# What this task involves:
Read through the data and report every line in which the word "each" occurs.

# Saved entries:
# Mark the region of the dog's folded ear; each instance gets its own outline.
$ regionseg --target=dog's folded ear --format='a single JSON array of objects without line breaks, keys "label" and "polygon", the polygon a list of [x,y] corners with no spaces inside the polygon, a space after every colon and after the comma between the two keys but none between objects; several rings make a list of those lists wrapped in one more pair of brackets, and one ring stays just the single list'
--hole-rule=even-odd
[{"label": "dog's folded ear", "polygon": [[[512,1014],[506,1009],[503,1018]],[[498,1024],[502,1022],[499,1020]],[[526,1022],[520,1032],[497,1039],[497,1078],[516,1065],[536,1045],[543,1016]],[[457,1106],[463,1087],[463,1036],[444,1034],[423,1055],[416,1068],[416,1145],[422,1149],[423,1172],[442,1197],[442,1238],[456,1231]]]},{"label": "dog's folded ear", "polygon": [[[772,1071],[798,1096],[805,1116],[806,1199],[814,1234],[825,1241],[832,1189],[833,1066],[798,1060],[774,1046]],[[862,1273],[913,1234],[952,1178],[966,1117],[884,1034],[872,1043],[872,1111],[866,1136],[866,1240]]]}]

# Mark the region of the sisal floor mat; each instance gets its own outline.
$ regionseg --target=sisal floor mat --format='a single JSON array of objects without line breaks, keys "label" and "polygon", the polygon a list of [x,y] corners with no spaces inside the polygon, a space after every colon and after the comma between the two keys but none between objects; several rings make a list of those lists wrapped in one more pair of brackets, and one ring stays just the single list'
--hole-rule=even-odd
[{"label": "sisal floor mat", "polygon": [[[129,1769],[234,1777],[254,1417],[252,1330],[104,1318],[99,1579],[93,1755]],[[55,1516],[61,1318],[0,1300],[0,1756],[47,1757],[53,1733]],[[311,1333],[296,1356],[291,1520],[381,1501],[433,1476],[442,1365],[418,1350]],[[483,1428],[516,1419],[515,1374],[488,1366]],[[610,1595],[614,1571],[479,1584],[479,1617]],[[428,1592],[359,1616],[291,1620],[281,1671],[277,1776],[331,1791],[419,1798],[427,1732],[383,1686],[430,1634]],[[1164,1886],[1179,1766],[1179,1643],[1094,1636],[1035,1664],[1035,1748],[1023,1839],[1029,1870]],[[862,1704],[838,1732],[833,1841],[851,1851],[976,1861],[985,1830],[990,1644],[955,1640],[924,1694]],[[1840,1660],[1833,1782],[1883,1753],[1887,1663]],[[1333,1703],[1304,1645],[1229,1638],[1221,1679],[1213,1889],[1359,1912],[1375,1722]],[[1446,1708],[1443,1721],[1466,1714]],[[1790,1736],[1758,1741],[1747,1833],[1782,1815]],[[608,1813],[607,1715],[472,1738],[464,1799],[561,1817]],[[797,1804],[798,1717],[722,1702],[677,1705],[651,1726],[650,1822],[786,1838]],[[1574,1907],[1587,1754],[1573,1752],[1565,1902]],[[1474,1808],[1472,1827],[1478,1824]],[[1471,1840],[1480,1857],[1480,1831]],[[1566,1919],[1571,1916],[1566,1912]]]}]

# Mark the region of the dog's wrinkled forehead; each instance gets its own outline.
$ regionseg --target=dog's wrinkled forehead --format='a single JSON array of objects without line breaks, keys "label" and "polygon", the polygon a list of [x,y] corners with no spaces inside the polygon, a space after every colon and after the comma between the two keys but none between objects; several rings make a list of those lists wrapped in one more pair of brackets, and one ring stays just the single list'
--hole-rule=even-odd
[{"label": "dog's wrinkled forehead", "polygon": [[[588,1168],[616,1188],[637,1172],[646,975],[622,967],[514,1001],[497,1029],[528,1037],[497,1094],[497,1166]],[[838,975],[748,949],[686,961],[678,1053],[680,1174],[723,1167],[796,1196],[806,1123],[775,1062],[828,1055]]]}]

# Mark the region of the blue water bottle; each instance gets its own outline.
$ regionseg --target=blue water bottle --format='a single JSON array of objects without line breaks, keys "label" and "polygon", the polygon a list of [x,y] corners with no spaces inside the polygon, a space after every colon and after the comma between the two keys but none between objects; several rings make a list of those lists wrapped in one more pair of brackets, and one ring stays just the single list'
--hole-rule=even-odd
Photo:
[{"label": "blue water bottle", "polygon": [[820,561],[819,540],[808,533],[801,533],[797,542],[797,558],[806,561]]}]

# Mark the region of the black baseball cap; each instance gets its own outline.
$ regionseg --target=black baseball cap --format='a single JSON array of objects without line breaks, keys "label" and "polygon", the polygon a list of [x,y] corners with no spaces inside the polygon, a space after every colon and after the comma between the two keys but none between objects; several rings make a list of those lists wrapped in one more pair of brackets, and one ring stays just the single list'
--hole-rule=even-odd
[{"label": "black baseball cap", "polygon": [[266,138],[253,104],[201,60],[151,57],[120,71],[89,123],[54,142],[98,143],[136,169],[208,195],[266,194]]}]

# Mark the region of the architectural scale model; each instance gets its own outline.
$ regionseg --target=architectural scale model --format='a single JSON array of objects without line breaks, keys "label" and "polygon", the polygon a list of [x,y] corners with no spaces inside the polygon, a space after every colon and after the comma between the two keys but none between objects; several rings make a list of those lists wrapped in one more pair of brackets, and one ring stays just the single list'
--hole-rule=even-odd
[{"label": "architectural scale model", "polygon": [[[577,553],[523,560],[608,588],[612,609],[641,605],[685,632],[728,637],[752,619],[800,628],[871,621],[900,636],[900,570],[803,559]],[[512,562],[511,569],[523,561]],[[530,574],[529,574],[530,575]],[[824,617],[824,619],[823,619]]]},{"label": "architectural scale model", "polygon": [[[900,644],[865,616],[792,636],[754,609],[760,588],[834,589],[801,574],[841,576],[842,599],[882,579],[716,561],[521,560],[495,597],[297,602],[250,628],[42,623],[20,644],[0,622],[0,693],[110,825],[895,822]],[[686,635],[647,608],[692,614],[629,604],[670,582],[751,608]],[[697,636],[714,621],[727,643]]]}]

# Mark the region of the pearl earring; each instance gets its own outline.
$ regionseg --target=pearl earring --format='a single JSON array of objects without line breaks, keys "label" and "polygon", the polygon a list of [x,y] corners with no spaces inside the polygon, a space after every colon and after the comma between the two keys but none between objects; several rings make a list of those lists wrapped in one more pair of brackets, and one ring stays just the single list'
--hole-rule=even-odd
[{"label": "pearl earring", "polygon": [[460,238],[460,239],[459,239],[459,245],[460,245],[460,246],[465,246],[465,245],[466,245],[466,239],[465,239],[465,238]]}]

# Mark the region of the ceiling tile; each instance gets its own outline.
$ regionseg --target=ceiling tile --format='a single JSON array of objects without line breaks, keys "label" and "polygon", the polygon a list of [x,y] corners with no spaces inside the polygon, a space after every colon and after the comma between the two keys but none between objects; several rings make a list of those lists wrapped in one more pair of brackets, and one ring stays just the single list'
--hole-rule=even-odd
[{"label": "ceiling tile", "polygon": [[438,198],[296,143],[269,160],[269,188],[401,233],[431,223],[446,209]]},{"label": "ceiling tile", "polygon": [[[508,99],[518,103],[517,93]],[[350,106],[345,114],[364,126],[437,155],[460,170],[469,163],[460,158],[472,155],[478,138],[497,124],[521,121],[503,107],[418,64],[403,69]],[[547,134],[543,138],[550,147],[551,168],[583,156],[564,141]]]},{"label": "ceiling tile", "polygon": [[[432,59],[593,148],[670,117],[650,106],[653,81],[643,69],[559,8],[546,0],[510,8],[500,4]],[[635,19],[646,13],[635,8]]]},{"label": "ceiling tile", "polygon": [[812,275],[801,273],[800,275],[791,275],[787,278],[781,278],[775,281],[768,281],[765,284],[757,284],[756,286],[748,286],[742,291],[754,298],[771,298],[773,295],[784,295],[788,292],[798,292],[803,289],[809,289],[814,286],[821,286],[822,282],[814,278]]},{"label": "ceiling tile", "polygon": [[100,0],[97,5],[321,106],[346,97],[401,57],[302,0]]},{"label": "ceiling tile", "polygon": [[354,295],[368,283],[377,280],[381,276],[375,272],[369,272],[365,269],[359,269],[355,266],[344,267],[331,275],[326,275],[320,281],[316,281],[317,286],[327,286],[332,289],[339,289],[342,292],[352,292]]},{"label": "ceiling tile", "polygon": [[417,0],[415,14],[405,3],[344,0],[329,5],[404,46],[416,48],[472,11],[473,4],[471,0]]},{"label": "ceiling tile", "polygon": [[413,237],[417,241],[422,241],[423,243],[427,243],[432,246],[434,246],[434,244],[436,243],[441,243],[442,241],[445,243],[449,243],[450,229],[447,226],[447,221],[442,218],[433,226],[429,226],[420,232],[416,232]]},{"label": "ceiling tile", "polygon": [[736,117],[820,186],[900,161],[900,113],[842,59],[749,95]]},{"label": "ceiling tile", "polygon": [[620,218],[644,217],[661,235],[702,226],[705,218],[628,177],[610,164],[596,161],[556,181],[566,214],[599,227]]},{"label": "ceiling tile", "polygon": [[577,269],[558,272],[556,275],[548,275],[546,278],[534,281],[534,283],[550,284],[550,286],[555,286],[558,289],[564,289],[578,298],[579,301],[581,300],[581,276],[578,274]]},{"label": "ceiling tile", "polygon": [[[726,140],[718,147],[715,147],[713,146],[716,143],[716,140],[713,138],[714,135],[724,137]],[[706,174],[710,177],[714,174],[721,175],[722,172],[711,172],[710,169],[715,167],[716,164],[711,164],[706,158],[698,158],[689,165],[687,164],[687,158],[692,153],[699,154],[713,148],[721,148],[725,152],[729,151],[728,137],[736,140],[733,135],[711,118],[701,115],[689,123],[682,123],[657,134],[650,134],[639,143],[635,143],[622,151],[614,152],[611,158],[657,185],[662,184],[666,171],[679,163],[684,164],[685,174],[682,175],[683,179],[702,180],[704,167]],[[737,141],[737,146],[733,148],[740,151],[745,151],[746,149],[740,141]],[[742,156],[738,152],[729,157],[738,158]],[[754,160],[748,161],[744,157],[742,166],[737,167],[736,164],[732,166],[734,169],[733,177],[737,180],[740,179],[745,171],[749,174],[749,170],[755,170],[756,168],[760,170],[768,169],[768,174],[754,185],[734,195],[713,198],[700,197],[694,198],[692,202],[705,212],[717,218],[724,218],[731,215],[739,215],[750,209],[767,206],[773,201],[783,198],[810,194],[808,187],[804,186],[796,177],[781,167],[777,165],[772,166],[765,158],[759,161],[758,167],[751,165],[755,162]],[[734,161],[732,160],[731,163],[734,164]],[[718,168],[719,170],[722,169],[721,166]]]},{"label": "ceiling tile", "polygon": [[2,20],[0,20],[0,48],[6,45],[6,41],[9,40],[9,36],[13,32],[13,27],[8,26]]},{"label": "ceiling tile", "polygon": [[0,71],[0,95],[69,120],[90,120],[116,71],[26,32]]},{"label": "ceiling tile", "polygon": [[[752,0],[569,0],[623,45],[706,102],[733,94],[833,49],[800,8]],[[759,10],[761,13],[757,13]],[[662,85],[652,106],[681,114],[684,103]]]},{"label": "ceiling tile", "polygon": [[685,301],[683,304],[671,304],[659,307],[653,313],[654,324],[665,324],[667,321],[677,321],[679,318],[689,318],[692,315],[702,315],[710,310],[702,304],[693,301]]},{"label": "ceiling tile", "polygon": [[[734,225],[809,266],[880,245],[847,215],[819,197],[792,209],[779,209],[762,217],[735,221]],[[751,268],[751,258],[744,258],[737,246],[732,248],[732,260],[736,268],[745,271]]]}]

# Response to this exercise:
# Mark the region of the dog's folded ear; each instance gets its own outline.
# Mark the region of the sisal floor mat; each instance gets its own outline.
# Mark the region of the dog's wrinkled forehead; each instance gets its own outline.
# Mark the region of the blue water bottle; each instance gets its own outline.
# Mark the region of the black baseball cap; each instance gets its own outline.
# Mark the region of the architectural scale model; each instance gets its own outline.
# Mark the region of the pearl earring; each instance gets its own outline.
# Mark the region of the ceiling tile; each instance gets its own outline.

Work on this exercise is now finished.